** Source material follows **

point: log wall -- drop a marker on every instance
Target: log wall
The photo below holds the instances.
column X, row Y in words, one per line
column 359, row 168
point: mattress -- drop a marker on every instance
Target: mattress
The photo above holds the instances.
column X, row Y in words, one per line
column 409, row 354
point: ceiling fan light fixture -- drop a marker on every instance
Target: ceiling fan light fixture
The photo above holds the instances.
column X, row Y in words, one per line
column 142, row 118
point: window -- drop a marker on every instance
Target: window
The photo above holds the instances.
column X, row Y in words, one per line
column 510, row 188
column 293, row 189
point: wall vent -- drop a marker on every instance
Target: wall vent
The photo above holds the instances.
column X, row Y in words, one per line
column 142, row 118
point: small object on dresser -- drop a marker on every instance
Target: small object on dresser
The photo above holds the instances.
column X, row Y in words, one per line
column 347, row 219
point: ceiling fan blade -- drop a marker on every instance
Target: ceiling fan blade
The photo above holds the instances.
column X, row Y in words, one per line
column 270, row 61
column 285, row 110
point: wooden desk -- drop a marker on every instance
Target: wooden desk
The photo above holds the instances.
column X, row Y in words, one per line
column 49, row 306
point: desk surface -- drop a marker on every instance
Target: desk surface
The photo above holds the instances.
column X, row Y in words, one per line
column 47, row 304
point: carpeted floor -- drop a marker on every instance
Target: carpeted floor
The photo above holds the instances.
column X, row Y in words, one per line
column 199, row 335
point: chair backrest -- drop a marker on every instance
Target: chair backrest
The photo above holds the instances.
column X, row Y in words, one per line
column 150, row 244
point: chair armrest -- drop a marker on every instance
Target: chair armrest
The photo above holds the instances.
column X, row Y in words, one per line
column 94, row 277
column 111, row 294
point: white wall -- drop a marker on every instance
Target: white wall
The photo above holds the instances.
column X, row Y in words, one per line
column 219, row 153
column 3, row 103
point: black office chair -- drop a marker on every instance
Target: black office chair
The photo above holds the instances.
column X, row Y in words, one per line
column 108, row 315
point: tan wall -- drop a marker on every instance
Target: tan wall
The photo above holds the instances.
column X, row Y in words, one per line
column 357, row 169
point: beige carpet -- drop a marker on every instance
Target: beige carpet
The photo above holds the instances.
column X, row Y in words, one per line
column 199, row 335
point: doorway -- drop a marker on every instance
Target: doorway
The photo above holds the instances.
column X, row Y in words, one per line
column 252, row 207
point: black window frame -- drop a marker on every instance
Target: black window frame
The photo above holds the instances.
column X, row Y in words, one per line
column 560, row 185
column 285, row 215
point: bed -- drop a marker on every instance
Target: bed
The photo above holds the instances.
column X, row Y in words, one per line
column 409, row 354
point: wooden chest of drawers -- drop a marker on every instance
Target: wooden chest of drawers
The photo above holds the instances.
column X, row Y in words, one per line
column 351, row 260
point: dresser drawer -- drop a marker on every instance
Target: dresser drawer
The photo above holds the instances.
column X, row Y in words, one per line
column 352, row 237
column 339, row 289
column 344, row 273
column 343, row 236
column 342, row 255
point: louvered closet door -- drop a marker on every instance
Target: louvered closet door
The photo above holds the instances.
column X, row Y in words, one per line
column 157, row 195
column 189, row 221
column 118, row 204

** End of Source material **

Show every line in the records above that contains the word "surface".

point: desk surface -- drop a marker on every instance
Target: desk surface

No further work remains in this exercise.